Give the listing again character for character, but drop the images.

= = =

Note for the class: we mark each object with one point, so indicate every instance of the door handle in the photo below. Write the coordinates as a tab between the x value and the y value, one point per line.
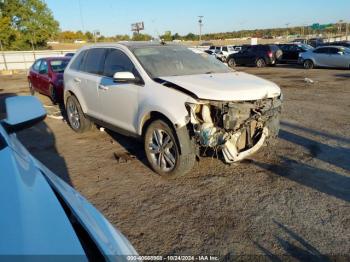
102	87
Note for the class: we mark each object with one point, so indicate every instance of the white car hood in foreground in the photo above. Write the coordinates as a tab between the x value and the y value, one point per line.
235	86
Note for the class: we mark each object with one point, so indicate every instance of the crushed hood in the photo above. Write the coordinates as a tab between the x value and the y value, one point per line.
235	86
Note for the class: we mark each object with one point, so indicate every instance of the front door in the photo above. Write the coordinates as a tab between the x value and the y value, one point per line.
43	78
119	101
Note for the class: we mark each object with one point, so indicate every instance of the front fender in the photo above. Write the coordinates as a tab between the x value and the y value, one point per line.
178	116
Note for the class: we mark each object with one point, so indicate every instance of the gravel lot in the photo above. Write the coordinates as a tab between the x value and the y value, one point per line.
288	201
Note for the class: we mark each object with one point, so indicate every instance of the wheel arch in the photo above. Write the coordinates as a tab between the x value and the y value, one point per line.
68	93
186	146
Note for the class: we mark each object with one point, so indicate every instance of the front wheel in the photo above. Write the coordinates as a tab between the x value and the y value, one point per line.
76	117
308	64
163	152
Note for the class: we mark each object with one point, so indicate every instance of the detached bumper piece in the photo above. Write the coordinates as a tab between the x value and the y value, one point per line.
230	150
238	129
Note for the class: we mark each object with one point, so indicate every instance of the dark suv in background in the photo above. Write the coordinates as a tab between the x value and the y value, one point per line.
291	52
258	55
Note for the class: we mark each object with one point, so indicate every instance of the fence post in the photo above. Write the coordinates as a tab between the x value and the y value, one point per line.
3	56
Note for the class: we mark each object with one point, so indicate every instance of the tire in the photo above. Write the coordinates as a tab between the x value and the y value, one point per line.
76	117
163	151
260	62
231	62
53	94
308	64
31	88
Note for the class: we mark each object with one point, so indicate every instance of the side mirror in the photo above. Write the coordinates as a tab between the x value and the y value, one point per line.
22	112
126	77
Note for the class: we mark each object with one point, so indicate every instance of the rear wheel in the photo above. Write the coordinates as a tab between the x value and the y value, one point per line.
231	62
76	117
308	64
163	151
260	63
53	94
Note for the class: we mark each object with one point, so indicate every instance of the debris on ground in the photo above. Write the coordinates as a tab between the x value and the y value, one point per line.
53	112
123	157
308	80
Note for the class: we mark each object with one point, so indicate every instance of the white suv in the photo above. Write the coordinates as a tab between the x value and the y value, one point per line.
177	101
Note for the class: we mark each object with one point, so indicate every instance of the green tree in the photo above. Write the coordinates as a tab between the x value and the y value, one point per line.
29	23
89	36
167	36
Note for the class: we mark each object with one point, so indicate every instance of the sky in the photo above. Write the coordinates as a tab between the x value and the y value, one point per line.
112	17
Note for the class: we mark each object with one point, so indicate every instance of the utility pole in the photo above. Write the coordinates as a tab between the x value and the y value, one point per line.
287	25
200	22
3	56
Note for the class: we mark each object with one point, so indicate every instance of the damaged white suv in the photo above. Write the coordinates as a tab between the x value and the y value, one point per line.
177	101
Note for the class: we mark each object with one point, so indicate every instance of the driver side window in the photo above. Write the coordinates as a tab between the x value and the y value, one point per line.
43	67
36	66
117	61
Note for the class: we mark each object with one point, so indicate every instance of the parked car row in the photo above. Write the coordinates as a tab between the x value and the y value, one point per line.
222	52
297	53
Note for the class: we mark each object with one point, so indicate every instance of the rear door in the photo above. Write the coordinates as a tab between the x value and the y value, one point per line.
90	78
43	77
34	74
119	101
321	56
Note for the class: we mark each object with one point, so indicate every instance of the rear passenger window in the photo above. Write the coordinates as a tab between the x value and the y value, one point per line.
333	50
117	61
36	66
76	65
93	61
321	51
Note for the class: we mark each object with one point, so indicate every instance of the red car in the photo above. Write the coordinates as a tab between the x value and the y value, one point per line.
46	77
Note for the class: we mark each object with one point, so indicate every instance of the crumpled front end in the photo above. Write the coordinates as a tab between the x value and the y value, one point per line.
238	129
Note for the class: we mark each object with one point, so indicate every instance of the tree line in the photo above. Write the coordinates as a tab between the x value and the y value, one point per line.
29	24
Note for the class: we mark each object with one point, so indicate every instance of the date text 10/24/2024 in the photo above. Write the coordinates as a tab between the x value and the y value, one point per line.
172	258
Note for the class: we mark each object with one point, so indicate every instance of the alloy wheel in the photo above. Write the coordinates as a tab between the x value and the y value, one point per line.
162	150
73	114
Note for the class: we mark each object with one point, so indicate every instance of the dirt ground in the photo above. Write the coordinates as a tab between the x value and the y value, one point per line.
287	201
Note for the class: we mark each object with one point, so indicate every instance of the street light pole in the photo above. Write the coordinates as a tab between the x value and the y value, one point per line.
200	21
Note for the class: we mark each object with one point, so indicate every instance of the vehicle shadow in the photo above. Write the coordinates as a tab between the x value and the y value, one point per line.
337	156
343	75
132	146
41	143
295	247
315	132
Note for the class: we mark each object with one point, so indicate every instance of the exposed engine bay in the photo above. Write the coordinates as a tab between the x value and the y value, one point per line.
238	129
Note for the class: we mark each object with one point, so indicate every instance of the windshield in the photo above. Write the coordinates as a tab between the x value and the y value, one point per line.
58	66
306	47
346	50
161	61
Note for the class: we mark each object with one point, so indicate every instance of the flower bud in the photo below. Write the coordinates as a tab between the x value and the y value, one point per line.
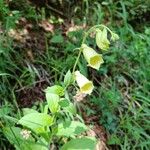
114	37
92	57
85	85
101	39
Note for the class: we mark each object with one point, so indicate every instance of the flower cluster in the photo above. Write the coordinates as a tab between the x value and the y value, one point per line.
93	58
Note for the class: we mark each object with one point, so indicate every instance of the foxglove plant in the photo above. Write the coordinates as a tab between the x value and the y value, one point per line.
58	123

= = =

* _Solution to this task_:
Note for the class: we mark each object with one point, so indicate every instance of the door handle in the photo below. Write the coordinates as a tab between the x value and the y value, one point per line.
102	87
Note for the class: we mark each object with one point, so indicate every instance of the white car hood in foreground in the photo above. Write the coordinates as a tab between the x value and the y value, one point per line.
235	86
Note for the class: we mark each object with one point, so indicate every instance of the crushed hood in the photo above. Write the coordinates as a tab between the x value and the y value, one point per line.
235	86
Note for the class: we mark each object with one point, so indicate every instance of the front door in the photo above. Write the coordinates as a tab between the x value and the y value, one point per line.
43	78
119	101
Note for the class: we mark each object with one point, so indicate every instance of the front fender in the photo above. Write the coordinates as a tab between the x value and the y value, one point per line.
178	116
Note for the class: we mark each object with one point, so indicate every instance of the gravel lot in the photo above. Write the coordinates as a tab between the x value and the y value, one point per line.
288	201
Note for the class: we mark each object with one point, so indicate every instance of the wheel arch in the photo above. Write the coordinates as a tab between the x value and the y value, one point per line.
68	93
186	146
Note for the class: we mark each object with one point, so indicate every instance of the front wheel in the photo above. Write the coordinates as a tab between the x value and the y value, one point per line.
76	117
308	64
163	152
Note for the class: we mark each object with one point, so indicate every instance of the detached bumper piece in the photo above. Write the coordinates as a tab between the x value and the y value, one point per line.
230	150
238	129
Note for the class: we mark each object with one point, so indicate every instance of the dark suv in background in the photo above. Write the coordinates as a tab between the x value and the y value, one point per line.
291	52
258	55
Note for the class: we mark each object with one point, so indicate every instance of the fence post in the photo above. Write the coordinates as a tab between the x value and the y value, one point per line.
3	56
Note for the class: we mark each object with one point, so indicate every instance of the tire in the photo above. Write the coordinates as a tab between the x value and the y value, one point per line.
76	117
163	151
260	62
231	62
53	94
308	64
31	88
Note for the class: we mark each object with one point, so indicate every instance of the side mirror in the photo above. Write the coordinates as a tab between the x value and the y value, one point per line.
22	112
126	77
Note for the class: we mark each object with one point, so indicate every instance of the rear wheel in the photo above. Write the coordinates as a tab between the x value and the y value, one point per line.
231	62
76	117
308	64
163	151
260	63
53	94
Note for the class: we mark each object with one point, so indicate every instance of the debris on ground in the photo above. Write the coordinates as a tab between the x value and the y value, one point per line.
53	112
123	157
308	80
Note for the class: we mark each object with one point, so indicate every instance of the white suv in the photo above. Write the coordinates as a tab between the x value and the y value, one point per line.
177	101
Note for the class: we mark each object with one point, so indicate every instance of the green tree in the photo above. Write the coordinates as a tab between the x value and the y value, one point per line.
29	23
89	36
167	36
Note for the class: we mark each object with one point, so indicate every instance of the sky in the photo above. Write the coordinates as a tab between the x value and the y value, one point per line.
112	17
Note for the class: we mark each object with one point, so indicate every instance of the utility pole in the photo above. Write the coordinates as a tab between the x value and the y value, one point per line.
287	25
200	22
3	56
Note for the class: we mark each object with one point, so indicate every instance of the damaged white suv in the photo above. Write the coordinates as a tab between the x value and the y value, one point per line.
177	101
Note for the class: we mark each object with one point, so indicate every instance of the driver side window in the photo above. Write the coordinates as a tab between the x value and the y value, one point per line.
43	67
36	66
117	61
Note for the class: we mark each object with one point, so indicate every instance of the parked car row in the photo above. Write the coordinates as a tab between the x value and the y value, one point per line.
222	52
297	53
Note for the class: we mark each object with one point, so indicate every instance of the rear door in the photo above. Write the coordinates as a tab between the x value and the y value, one point per line.
90	78
43	77
34	74
119	101
321	56
Note for the class: we mark each object with one point, so indicate every instance of the rear passenger window in the photo above. Write the coordinates as a tab between the x value and the y value, one point per line.
333	50
117	61
36	66
76	65
93	61
321	51
Note for the class: we mark each object with one point, so indicate every instance of the red car in the photo above. Write the coordinates as a tab between the x value and the y value, one point per line.
46	77
Note for the class: we mark each object with one point, so indicate every instance of the crumpled front end in the photo above. Write the coordinates as a tab between the x value and the y value, one point per line.
238	129
Note for the class: we mark each object with one point, so indicate every instance of the tree line in the photo above. Write the coordinates as a tab between the x value and the y value, one point per line.
29	24
Note for the class: we mark each object with one point, so indicate every instance of the date text 10/24/2024 in the photo above. Write the coordinates as a tab between the x value and the y value, one point per line.
172	258
Note for the class: we mark each object with one point, so indicate every instance of the alloy wheel in the photo above. Write the coordinates as a tab between the x value and the y value, one point per line.
162	150
73	114
Note for the class: we mark each object with one point, so indicate every instance of the dirt ground in the photo above. Write the coordinates as a tab between the x value and the y value, one point per line.
287	201
Note for the class: we mark each object with one point, so indicate every instance of the street light pole in the photo above. Write the coordinates as a tab between the x value and the y value, one point per line.
200	21
Note for the class: we mark each object with one point, so indicate every instance of the vehicle shadow in the photo above. Write the coordinates as a tab between the x value and the y value, one point per line.
337	156
343	75
132	146
41	143
295	247
315	132
Note for the class: we mark each object with one point, so indicate every instance of the exposed engine bay in the photo above. Write the coordinates as a tab between the x value and the y value, one point per line.
238	129
Note for the class: we mark each object with one point, so indicate every instance of the windshield in the photo above. Write the coordinates as a tab between the x value and the y value, one point per line.
58	66
306	47
346	50
161	61
Note for the class: we mark each object with one point, so indicate every instance of the flower bud in the photo below. Write the coordinates as a tab between the x value and the y value, one point per line.
114	37
92	57
85	85
101	39
Note for the class: we mark each object with one point, so indicate every instance of the flower cluster in the photo above. Write the coordinates as a tab between the x value and the y value, one point per line.
93	58
Note for the class: we mark each object with one point, so indicate every instance of the foxglove plant in the photo above. Write the coordinates as a tab between the x value and the y value, one point per line.
58	123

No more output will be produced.